======== PASSAGE ========

Black Skin, Blue Books
African Americans and Wales, 1845-1945
Format:Paperback
Publisher:University of Wales Press
Published:1st Aug '12
Should be back in stock very soon
Williams analyses and compares the ways in which African Americans and the Welsh have defined themselves as minorities within larger nation states (the UK and US). The study is grounded in examples of actual friendships and cultural exchanges between African Americans and the Welsh, such as Paul Robeson's connections with the socialists of the Welsh mining communities, and novelist Ralph Ellison's stories about his experiences as a GI stationed in wartime Swansea. This wide ranging book draws on literary, historical, visual and musical sources to open up new avenues of research in Welsh and African American studies.
The connections between the slave trade and its abolition in the United States and England have been amply documented. Those between African Americans and Celtic peoples and cultures, however, remain under-explored. Black Skin, Blue Books begins with a comparative chapter on the Victorian era in Wales and African America, before moving on to modernism and to the connections between Paul Robeson, Ralph Ellison and the Welsh. It fills a void that most of us did not even know existed! This compelling and well-researched book is a major, fresh contribution to Black Atlantic Studies. Professor Henry Louis Gates Jr., W. E. B. Du Bois Institute for African and African American Research, Harvard University. Daniel G. Williams' Black Skin, Blue Books is written with grace and uncommon insight. It is a model for transnational scholarship that opens up a new tributary of literary connection. By exposing moments of 'contact and comparison' between the literatures of black America and of Wales, Williams offers up surprising and necessary insights that defy our assumptions about race, place, and nation. I can think of few books that better illustrate the capacity of authors from very different parts of the world to arrive at what Ralph Ellison once termed 'those abiding patterns of experience' that help to define our shared sense of humanity. Adam Bradley, University of Colorado, Boulder; author of Ralph Ellison in Progress and Book of Rhymes: The Poetics of Hip Hop. Daniel G. Williams explores passionately what at first blush seem like strange bedfellows - African Americans and the Welsh - until one dips inside this surprising book. Emerging from its pages is an intertwined but twisted history of struggle against discursive imperialism over centuries of misunderstanding and misapplied notions of who is literate, who is human. Williams reveals that African American and Welsh literary politics are not only connected by a discourse of Blackness, but by Welsh and Black performative traditions. Jeffrey C. Stewart, University of California at Santa Barbara; author of Paul Robeson: Artist as Citizen and 1001 Things Everyone Should Know About African American History.

========

## [REQUEST]
From the book description above, list every book title credited to the scholars quoted in praise of the work.

======== PROVIDED MATERIAL ========

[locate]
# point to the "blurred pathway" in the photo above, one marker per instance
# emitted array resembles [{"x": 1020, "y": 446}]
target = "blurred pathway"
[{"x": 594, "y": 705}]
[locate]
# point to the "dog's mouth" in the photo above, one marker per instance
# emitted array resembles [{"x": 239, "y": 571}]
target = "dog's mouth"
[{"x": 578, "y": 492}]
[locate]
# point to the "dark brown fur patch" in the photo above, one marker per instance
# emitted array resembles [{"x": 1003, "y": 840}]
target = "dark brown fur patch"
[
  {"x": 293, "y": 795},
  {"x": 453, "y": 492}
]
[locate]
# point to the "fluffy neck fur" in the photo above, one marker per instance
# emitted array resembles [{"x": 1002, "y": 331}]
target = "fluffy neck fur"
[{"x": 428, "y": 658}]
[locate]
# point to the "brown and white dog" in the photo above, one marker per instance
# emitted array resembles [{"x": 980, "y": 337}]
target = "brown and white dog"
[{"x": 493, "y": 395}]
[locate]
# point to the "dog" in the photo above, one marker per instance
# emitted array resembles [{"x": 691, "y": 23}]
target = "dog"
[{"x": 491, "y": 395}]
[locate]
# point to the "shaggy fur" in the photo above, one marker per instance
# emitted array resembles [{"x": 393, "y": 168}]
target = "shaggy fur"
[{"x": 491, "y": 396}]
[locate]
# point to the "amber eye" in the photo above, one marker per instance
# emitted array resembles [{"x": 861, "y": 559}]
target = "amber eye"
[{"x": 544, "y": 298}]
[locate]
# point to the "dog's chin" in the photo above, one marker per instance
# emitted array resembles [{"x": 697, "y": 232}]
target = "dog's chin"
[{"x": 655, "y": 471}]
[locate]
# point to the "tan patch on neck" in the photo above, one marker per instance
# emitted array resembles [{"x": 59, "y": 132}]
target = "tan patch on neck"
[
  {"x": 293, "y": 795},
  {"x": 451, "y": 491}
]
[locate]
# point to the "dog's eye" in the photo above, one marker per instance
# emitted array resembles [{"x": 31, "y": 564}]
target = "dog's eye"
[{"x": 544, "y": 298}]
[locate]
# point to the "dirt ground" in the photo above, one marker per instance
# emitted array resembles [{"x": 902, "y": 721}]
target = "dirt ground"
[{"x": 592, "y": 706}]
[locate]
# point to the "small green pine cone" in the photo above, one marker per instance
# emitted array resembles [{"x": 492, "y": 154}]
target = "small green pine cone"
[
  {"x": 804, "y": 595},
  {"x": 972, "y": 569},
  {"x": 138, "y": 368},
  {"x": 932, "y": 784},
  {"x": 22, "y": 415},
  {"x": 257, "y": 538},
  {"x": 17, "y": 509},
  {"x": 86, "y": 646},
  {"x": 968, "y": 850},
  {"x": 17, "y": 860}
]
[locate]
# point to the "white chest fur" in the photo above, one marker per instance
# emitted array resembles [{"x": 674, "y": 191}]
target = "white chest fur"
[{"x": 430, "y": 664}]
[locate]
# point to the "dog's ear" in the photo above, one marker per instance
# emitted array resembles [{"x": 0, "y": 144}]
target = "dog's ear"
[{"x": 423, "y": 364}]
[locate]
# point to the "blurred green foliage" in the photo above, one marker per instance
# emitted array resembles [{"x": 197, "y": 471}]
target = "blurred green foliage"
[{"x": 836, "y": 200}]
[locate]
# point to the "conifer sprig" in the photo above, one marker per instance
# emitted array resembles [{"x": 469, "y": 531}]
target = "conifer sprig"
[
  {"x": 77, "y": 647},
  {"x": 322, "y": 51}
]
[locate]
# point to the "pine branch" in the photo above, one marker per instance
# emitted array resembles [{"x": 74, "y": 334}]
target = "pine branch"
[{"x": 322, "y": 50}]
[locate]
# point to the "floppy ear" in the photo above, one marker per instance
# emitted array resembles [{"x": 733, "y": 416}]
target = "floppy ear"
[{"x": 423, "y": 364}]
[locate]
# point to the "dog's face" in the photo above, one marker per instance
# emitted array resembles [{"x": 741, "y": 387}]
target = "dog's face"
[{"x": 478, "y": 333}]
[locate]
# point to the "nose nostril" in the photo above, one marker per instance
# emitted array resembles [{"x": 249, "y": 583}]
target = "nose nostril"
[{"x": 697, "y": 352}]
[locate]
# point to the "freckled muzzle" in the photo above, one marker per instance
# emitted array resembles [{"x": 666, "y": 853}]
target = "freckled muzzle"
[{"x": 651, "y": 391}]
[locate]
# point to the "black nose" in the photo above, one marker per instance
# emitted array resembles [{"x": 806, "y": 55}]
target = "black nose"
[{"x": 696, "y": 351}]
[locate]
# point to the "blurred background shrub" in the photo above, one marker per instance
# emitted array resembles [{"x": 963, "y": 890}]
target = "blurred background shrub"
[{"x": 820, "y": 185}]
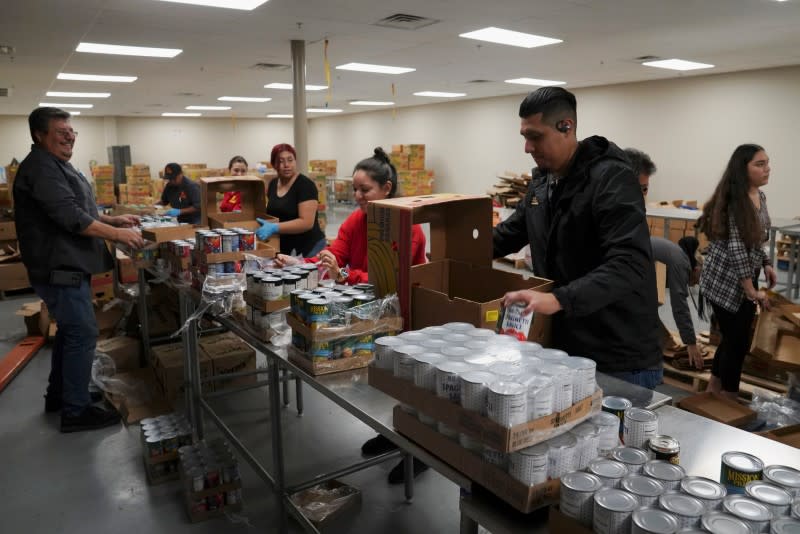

========

## [SOLUTION FOR THIS EXERCISE]
- Ralph Ellison in Progress (Adam Bradley)
- Book of Rhymes: The Poetics of Hip Hop (Adam Bradley)
- Paul Robeson: Artist as Citizen (Jeffrey C. Stewart)
- 1001 Things Everyone Should Know About African American History (Jeffrey C. Stewart)